> _GIVEN RECORDS_
────────────────

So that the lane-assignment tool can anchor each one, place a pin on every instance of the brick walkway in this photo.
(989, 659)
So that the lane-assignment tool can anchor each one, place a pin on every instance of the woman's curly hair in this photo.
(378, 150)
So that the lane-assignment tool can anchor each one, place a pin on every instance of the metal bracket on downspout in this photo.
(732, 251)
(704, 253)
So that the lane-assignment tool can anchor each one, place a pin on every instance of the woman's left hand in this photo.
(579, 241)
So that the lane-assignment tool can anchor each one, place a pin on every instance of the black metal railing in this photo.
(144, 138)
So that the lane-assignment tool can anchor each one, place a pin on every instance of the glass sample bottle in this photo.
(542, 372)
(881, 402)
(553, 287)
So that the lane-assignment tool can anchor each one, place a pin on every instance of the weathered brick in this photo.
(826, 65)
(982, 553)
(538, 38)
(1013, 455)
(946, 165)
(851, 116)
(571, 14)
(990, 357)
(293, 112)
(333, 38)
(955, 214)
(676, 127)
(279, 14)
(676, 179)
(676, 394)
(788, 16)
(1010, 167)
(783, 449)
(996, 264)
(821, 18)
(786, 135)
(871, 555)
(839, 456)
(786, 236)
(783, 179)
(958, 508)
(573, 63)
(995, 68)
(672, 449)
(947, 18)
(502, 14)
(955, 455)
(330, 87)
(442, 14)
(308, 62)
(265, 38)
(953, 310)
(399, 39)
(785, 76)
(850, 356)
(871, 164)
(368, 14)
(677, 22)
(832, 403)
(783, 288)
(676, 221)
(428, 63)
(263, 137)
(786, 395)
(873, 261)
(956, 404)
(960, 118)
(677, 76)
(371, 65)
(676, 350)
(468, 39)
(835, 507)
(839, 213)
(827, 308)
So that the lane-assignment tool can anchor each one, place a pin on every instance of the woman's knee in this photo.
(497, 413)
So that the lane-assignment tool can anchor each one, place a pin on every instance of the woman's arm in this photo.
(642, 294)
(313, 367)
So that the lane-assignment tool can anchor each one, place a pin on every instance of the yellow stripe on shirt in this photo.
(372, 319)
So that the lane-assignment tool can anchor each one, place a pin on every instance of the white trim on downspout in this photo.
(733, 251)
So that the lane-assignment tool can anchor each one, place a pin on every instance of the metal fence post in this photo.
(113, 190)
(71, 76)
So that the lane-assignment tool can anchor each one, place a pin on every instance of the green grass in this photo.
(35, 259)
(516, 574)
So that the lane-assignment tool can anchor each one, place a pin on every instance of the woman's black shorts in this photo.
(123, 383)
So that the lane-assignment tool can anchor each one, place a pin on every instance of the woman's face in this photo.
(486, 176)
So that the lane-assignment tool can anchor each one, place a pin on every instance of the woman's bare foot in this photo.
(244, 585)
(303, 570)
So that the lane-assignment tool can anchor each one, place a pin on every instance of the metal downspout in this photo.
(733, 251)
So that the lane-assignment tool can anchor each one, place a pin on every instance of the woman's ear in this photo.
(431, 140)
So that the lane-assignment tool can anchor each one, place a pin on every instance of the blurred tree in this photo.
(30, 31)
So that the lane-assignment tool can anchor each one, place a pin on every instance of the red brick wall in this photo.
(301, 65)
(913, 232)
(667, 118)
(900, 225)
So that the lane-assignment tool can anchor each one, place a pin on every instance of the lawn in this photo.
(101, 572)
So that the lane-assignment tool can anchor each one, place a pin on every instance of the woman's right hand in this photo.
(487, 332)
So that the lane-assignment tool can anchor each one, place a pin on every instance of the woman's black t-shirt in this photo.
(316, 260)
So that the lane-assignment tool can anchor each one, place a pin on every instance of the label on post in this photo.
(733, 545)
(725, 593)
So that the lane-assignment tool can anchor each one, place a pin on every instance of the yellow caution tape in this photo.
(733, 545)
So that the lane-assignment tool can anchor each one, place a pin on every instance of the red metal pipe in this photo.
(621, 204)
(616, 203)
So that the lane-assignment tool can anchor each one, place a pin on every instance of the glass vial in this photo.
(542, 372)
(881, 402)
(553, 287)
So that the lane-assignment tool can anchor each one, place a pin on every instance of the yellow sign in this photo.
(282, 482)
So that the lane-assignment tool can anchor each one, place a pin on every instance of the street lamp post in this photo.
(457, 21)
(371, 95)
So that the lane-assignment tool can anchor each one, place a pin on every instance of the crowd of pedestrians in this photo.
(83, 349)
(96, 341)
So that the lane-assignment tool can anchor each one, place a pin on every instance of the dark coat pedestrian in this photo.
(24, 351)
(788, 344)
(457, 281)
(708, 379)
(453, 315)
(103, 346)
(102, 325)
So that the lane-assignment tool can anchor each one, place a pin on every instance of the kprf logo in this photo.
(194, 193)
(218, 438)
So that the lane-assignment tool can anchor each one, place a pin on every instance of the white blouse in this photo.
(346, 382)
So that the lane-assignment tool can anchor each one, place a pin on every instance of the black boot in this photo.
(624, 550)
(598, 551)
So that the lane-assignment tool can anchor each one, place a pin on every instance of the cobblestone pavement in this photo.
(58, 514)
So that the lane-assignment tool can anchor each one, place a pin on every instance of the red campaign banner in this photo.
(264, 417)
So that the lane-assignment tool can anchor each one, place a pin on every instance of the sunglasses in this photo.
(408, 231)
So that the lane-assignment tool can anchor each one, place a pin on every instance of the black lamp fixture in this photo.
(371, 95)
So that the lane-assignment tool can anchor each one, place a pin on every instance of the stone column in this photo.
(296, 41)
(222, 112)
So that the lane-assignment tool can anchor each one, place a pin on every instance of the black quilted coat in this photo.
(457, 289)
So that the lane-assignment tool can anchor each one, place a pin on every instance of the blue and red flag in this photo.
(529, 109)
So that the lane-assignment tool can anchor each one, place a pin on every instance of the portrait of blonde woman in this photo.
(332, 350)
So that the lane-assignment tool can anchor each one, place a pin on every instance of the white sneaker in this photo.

────────────────

> _ABOUT THIS EXERCISE_
The entries above are to be transcribed in full and without error.

> _YOUR SOLUTION_
So that the lane-assignment tool can anchor each one, place a pin on every instance of the brick walkway in this photo.
(989, 659)
So that the lane-assignment tool can anchor each one, place a pin on every instance of the woman's curly hair in this photo.
(378, 150)
So that the lane-assignment tool can anchor each one, place a pin on every instance of the metal bracket on downspout in this photo.
(732, 251)
(704, 253)
So that the lane-assignment tool can anchor each one, place a pin on every instance of the woman's left hand in this photo.
(579, 241)
So that the lane-assignment tool can anchor each one, place a pin on every instance of the black metal railing in this photo.
(144, 138)
So that the lane-assignment tool can anchor each one, place a pin on every instance of the glass sample bottle in this photo.
(542, 372)
(881, 402)
(553, 287)
So that the lane-assignment tool can anchor each one, place a pin on every instance of the weathered brick in this photo.
(826, 65)
(982, 553)
(538, 38)
(1013, 455)
(946, 165)
(851, 116)
(571, 14)
(990, 357)
(293, 112)
(333, 38)
(955, 214)
(676, 127)
(279, 14)
(676, 179)
(676, 394)
(788, 16)
(1010, 167)
(783, 449)
(996, 264)
(821, 18)
(786, 135)
(871, 555)
(839, 456)
(786, 236)
(783, 179)
(958, 508)
(573, 63)
(995, 68)
(672, 449)
(947, 18)
(502, 14)
(955, 455)
(330, 87)
(442, 14)
(308, 62)
(265, 38)
(953, 310)
(399, 39)
(785, 76)
(850, 356)
(871, 164)
(368, 14)
(677, 22)
(832, 403)
(783, 288)
(676, 221)
(428, 63)
(263, 137)
(786, 395)
(873, 261)
(956, 404)
(960, 118)
(677, 76)
(371, 65)
(676, 350)
(468, 39)
(835, 507)
(839, 213)
(827, 308)
So that the lane-assignment tool can anchor each one, place a pin on every instance of the woman's knee in this photo.
(497, 413)
So that the lane-assignment tool can anchor each one, place a pin on every instance of the woman's arm in this photo.
(642, 294)
(313, 367)
So that the lane-assignment tool can anchor each one, place a pin on every instance of the yellow stripe on shirt in this photo.
(372, 319)
So that the lane-assignment tool can anchor each one, place a pin on every instance of the white trim on downspout in this photo.
(733, 251)
So that the lane-assignment tool can anchor each one, place a pin on every instance of the metal fence post in this photo.
(113, 190)
(71, 76)
So that the lane-assignment tool can anchor each one, place a pin on every instance of the green grass in this photo.
(35, 259)
(516, 574)
So that the lane-assignment tool can anchor each one, place a pin on every instance of the woman's black shorts in this photo.
(123, 383)
So that the lane-assignment tool can anchor each one, place a pin on every instance of the woman's face in this photo.
(486, 176)
So that the lane-assignment tool can anchor each one, place a pin on every instance of the woman's bare foot in this photo.
(244, 585)
(303, 570)
So that the lane-assignment tool can anchor each one, place a pin on every instance of the metal downspout in this photo.
(733, 251)
So that the lane-assignment tool can anchor each one, place a pin on every instance of the woman's ear in this photo.
(431, 140)
So that the lane-assignment tool can anchor each one, place a pin on every instance of the blurred tree in this photo.
(30, 31)
So that the lane-assignment tool can anchor each one, place a pin on every instance of the red brick wall in this photo.
(301, 65)
(913, 232)
(667, 118)
(900, 225)
So that the lane-assignment tool can anchor each one, place a pin on every instance of the lawn in this photo.
(101, 572)
So that the lane-assignment tool can anchor each one, place a pin on every instance of the woman's right hand in this photo.
(487, 332)
So that the lane-assignment tool can anchor each one, place a pin on every instance of the woman's black t-shirt in this photo.
(316, 260)
So that the lane-assignment tool can anchor each one, place a pin on every instance of the label on post in this photo.
(733, 545)
(725, 593)
So that the lane-assignment tool can anchor each one, place a pin on every instance of the yellow caution tape in this photo.
(733, 545)
So that the lane-assignment tool can anchor each one, place a pin on every instance of the red metal pipe in this photo.
(621, 204)
(616, 203)
So that the lane-assignment tool can anchor each one, place a pin on every instance of the glass vial in this photo.
(542, 372)
(881, 402)
(553, 287)
So that the lane-assignment tool can anchor each one, place a pin on every instance of the yellow sign in this photo.
(282, 482)
So that the lane-assignment tool can anchor each one, place a pin on every instance of the street lamp post in this photo.
(457, 21)
(371, 95)
So that the lane-assignment tool can anchor each one, place a pin on every instance of the crowd of pedestrians in this photo.
(83, 349)
(96, 341)
So that the lane-assignment tool can anchor each one, place a pin on every instance of the dark coat pedestrian in this photo.
(24, 351)
(788, 344)
(457, 281)
(708, 379)
(453, 315)
(103, 346)
(102, 325)
So that the lane-assignment tool can anchor each one, place a pin on every instance of the kprf logo in this photo.
(194, 193)
(218, 438)
So that the lane-assignment tool can anchor each one, place a pin on every instance of the white blouse in this photo.
(346, 382)
So that the lane-assignment tool can anchor each one, place a pin on every instance of the black boot in this photo.
(624, 550)
(598, 551)
So that the lane-assignment tool can anchor each one, place a pin on every instance of the cobblestone pavement in this photo.
(58, 514)
So that the lane-assignment tool can anchor each one, place a pin on every instance of the red campaign banner in this photo.
(264, 417)
So that the lane-assignment tool can anchor each one, place a pin on every instance of the sunglasses in this photo.
(408, 231)
So that the lane-assignment tool can anchor each one, place a pin on every instance of the black lamp fixture in this photo.
(371, 95)
So that the lane-assignment tool can anchor each one, place a pin on every instance of the stone column in this photo.
(296, 41)
(222, 112)
So that the lane-assignment tool can anchor each one, place a pin on every instance of the black quilted coat in this photo.
(457, 289)
So that the lane-assignment tool can anchor each one, place a pin on every instance of the blue and red flag in this photo.
(529, 109)
So that the lane-assignment tool can anchor each one, place a pin on every instance of the portrait of blonde woman in this photo.
(332, 350)
So that the lane-assignment tool can anchor each one, place a pin on every instance of the white sneaker in this photo.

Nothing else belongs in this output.